***** RAW DATA *****
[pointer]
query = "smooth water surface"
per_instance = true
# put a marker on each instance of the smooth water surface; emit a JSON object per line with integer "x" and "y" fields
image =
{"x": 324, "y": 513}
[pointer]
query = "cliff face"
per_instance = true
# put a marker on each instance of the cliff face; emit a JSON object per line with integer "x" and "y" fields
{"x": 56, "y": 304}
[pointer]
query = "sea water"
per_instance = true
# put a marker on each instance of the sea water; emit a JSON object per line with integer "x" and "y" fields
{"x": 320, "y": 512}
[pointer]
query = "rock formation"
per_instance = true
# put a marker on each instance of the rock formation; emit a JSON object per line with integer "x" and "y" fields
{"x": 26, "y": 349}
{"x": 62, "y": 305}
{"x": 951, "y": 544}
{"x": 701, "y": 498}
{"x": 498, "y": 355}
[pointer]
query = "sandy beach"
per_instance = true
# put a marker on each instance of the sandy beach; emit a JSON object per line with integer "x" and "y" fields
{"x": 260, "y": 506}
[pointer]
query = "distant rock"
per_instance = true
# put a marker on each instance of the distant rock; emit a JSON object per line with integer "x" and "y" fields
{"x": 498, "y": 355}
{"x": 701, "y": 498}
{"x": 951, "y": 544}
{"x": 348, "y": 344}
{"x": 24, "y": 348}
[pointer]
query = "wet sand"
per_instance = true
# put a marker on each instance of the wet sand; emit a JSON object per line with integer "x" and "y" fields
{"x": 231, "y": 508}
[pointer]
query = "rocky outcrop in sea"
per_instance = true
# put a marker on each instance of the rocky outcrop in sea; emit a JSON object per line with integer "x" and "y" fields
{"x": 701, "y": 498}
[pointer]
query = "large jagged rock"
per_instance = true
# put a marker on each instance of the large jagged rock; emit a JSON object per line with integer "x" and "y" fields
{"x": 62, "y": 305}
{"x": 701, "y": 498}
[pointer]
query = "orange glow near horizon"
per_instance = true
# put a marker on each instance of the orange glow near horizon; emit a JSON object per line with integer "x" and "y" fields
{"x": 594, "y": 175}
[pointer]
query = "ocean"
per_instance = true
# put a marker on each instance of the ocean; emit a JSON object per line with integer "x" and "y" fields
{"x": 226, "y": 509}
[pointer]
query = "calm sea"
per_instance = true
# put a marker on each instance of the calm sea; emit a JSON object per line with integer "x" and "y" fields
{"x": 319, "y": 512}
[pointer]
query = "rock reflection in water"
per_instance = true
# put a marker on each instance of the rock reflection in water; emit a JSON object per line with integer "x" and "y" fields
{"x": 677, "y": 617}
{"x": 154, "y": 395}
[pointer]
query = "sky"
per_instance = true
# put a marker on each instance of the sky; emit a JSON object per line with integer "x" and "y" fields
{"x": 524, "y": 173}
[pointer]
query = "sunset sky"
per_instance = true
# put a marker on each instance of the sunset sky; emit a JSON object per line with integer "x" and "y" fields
*****
#### WHAT NEEDS TO BE DONE:
Gather every line of the records above that contains the string "beach", treating uppercase and lowercase letters as distinct.

#### RESPONSE TO THIS EXERCISE:
query = "sandy beach"
# put a marker on each instance of the sandy beach; emit a JSON object per line with integer "x" and "y" fields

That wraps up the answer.